**Requirements**
1. List every category heading that the Best of 2023 post uses to name a highlight of the year.
2. Reproduce the portion of the Best of 2023 post that opens with the words containing "Best of 2023" and closes with "April of 1978.".
-- begin Document --
About Me

My photo
My most recent single release - "My True North" - is now available on Bandcamp. Open my profile and click on "audio clip".

Saturday, December 30, 2023

Best of 2023

Please join me by taking a moment to review 2023 and then share here one or more things that made this year memorable for you. If any of my headings gives you an idea or gets you started, great. Otherwise, use whatever comes to you. Your memory or idea for a heading could well inspire others. 

Most inspirational quote uncovered for future blog post use: "Success is not final; failure is not fatal." - Winston Churchill 

Best moment combining exercise and the natural world: A mid-August sunset over the Navesink River while kayaking with my wife. 

Best documentary: Chowchilla

Reflections From The Bell Curve: Chowchilla

Best party The surprise my daughter and I put together for my wife to celebrate our fortieth wedding anniversary. My new son-in-law earned points for suggesting the party be held at the same bar where my wife and I met in April of 1978.
-- end Document --
-- begin Data lines --
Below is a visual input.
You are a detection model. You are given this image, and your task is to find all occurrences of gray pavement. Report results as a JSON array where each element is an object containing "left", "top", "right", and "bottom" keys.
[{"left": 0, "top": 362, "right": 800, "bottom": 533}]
-- end Data lines --
**Set of answers**
1.
- Most inspirational quote uncovered for future blog post use
- Best moment combining exercise and the natural world
- Best documentary
- Best party

2.
Best of 2023

Please join me by taking a moment to review 2023 and then share here one or more things that made this year memorable for you. If any of my headings gives you an idea or gets you started, great. Otherwise, use whatever comes to you. Your memory or idea for a heading could well inspire others. 

Most inspirational quote uncovered for future blog post use: "Success is not final; failure is not fatal." - Winston Churchill 

Best moment combining exercise and the natural world: A mid-August sunset over the Navesink River while kayaking with my wife. 

Best documentary: Chowchilla

Reflections From The Bell Curve: Chowchilla

Best party The surprise my daughter and I put together for my wife to celebrate our fortieth wedding anniversary. My new son-in-law earned points for suggesting the party be held at the same bar where my wife and I met in April of 1978.